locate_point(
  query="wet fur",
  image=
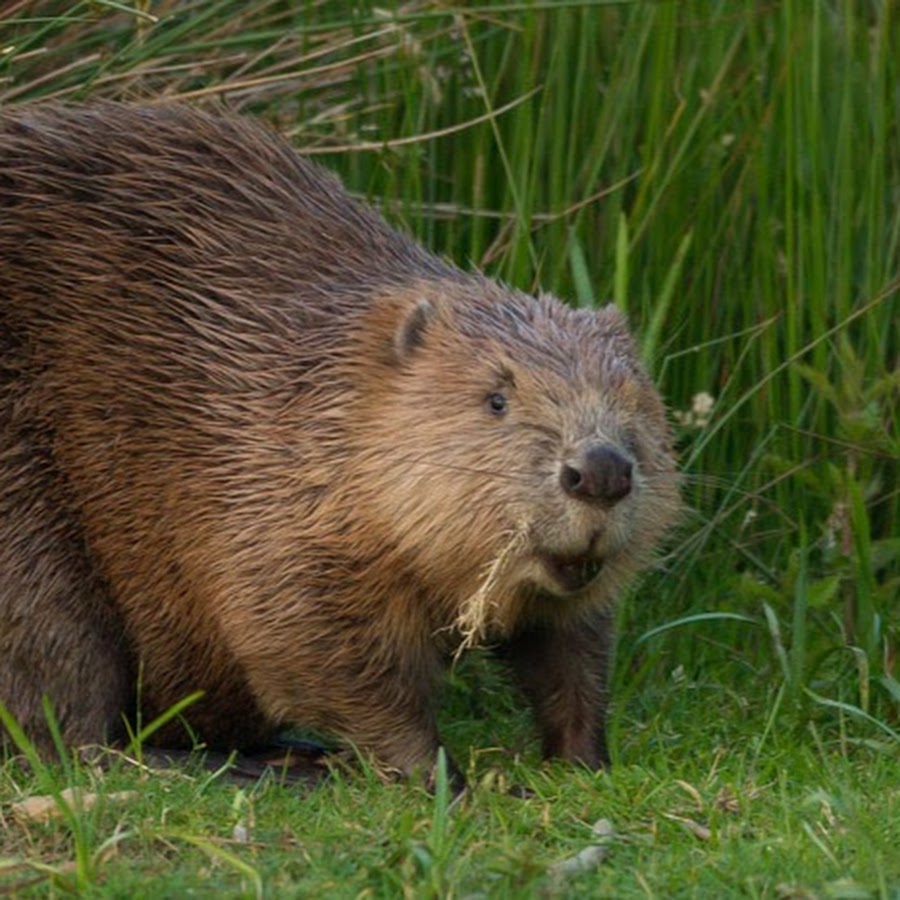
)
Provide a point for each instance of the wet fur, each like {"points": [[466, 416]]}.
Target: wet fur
{"points": [[244, 448]]}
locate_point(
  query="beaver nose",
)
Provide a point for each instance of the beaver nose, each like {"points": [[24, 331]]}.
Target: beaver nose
{"points": [[600, 475]]}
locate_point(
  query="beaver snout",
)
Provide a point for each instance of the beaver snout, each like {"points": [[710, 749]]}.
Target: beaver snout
{"points": [[598, 474]]}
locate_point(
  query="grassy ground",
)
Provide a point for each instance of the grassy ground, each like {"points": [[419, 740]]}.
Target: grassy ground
{"points": [[728, 173]]}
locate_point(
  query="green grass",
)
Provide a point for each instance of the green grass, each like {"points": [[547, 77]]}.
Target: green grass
{"points": [[729, 174]]}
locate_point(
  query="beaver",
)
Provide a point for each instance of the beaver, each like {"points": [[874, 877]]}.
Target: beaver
{"points": [[257, 443]]}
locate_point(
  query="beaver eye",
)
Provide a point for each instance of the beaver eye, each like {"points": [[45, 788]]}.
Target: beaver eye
{"points": [[497, 403]]}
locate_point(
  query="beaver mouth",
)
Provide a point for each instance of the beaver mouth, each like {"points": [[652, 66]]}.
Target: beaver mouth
{"points": [[573, 573]]}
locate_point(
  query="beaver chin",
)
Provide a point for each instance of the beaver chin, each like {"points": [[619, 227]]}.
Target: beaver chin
{"points": [[572, 574]]}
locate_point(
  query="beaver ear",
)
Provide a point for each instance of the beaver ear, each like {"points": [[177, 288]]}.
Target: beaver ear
{"points": [[410, 335]]}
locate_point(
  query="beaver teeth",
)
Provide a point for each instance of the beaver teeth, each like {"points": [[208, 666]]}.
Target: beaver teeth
{"points": [[574, 573]]}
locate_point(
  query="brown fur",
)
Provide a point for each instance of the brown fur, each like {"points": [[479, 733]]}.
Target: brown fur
{"points": [[247, 446]]}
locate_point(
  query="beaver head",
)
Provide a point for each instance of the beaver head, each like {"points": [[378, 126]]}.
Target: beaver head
{"points": [[523, 455]]}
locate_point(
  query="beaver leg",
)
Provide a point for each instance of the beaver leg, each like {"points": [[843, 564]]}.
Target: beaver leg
{"points": [[59, 636], [563, 672]]}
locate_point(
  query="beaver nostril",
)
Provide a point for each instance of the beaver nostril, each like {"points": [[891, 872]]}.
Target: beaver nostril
{"points": [[601, 474], [571, 480]]}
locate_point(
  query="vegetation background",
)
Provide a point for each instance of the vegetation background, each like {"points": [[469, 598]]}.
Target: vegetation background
{"points": [[728, 173]]}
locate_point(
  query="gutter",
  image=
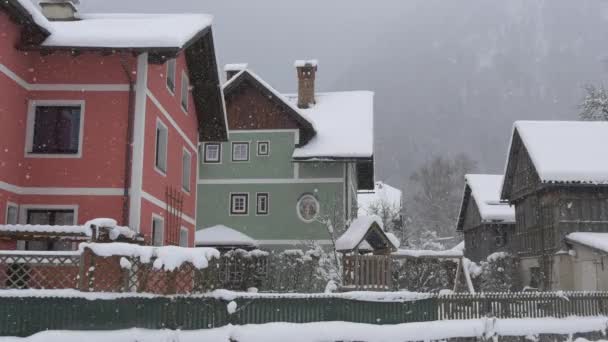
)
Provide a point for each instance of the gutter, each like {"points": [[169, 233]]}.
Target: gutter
{"points": [[129, 142]]}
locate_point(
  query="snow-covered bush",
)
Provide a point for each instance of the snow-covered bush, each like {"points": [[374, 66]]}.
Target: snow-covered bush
{"points": [[498, 273]]}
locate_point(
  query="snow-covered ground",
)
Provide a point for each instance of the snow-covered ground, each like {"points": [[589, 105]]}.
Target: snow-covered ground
{"points": [[336, 331]]}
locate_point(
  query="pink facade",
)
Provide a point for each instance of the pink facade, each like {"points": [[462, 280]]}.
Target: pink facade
{"points": [[92, 182]]}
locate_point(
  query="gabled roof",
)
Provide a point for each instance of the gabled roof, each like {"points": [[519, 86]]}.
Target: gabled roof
{"points": [[344, 123], [382, 195], [163, 36], [365, 229], [137, 31], [485, 191], [291, 109], [565, 151], [597, 241]]}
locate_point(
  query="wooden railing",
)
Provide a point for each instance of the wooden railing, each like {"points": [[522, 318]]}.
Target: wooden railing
{"points": [[522, 305], [367, 272]]}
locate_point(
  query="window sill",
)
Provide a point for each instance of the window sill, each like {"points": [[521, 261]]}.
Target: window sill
{"points": [[53, 155], [159, 171]]}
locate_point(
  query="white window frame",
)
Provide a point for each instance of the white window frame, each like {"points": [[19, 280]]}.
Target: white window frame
{"points": [[318, 205], [260, 143], [30, 123], [234, 144], [156, 217], [231, 204], [259, 195], [184, 229], [23, 208], [160, 124], [219, 153], [187, 189], [185, 86], [11, 205], [174, 61]]}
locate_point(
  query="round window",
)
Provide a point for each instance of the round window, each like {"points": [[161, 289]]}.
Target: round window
{"points": [[308, 208]]}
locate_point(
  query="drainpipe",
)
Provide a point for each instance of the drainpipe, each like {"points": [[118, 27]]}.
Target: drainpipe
{"points": [[129, 141]]}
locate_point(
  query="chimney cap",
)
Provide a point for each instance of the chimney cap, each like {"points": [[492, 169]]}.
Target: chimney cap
{"points": [[300, 63], [235, 67]]}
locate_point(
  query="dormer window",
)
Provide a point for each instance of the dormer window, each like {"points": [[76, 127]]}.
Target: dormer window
{"points": [[55, 128]]}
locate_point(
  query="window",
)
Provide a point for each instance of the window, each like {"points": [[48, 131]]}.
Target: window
{"points": [[11, 214], [49, 217], [160, 157], [171, 75], [240, 151], [183, 237], [55, 129], [213, 153], [308, 208], [239, 204], [186, 168], [263, 148], [157, 231], [262, 204], [185, 92]]}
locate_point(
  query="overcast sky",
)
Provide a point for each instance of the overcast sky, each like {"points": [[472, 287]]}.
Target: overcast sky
{"points": [[449, 76]]}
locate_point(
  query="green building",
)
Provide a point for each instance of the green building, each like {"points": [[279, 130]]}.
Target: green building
{"points": [[292, 164]]}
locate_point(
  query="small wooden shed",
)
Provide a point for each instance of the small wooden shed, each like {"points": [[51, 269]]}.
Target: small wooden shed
{"points": [[362, 271]]}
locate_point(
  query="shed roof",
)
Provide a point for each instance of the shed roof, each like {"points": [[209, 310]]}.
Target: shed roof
{"points": [[363, 229], [566, 151], [597, 241], [222, 236]]}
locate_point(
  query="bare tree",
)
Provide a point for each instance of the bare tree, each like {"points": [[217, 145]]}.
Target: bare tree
{"points": [[594, 106], [438, 189]]}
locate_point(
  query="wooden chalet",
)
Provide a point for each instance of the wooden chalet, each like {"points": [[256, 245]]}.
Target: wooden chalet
{"points": [[557, 178], [487, 223]]}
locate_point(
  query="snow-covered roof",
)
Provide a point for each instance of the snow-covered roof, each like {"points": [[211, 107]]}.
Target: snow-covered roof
{"points": [[120, 30], [235, 66], [423, 253], [303, 62], [344, 122], [221, 235], [383, 195], [485, 189], [597, 241], [567, 151], [357, 232]]}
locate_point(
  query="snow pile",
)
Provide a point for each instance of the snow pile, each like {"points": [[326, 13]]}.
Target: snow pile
{"points": [[221, 235], [598, 241], [427, 253], [121, 30], [235, 67], [339, 331], [356, 232], [344, 122], [383, 196], [567, 151], [166, 258], [485, 189], [301, 62]]}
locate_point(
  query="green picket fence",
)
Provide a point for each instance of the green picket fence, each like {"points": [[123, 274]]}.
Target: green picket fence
{"points": [[28, 315]]}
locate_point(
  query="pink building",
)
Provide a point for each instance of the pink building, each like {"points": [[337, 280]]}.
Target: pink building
{"points": [[100, 116]]}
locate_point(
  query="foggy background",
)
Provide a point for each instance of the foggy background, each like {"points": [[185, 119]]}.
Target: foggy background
{"points": [[449, 76]]}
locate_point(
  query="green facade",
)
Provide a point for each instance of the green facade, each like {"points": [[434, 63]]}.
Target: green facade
{"points": [[333, 184]]}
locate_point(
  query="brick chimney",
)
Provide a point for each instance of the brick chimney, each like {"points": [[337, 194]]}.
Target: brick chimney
{"points": [[307, 71], [233, 69], [59, 10]]}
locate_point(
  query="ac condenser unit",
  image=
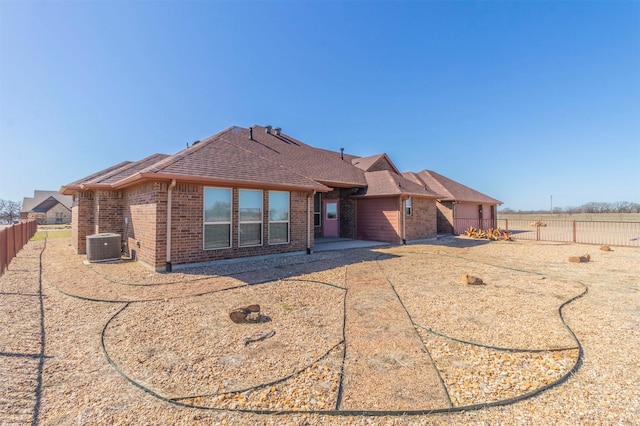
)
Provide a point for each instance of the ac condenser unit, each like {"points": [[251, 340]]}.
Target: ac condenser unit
{"points": [[101, 247]]}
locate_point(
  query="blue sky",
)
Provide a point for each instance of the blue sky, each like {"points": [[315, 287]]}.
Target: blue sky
{"points": [[519, 100]]}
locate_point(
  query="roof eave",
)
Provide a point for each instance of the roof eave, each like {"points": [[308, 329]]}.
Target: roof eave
{"points": [[141, 177]]}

> What is asked:
Could you gather every line above that contains the string "pink" and copy each of them out in full?

> Solution to this exercise:
  query="pink facade",
Provide a point for each instance of the pink facade, each like {"points": [[462, 280]]}.
Target: pink facade
  query="pink building",
Provide a point for each instance of the pink building, each like {"points": [[337, 280]]}.
Target: pink building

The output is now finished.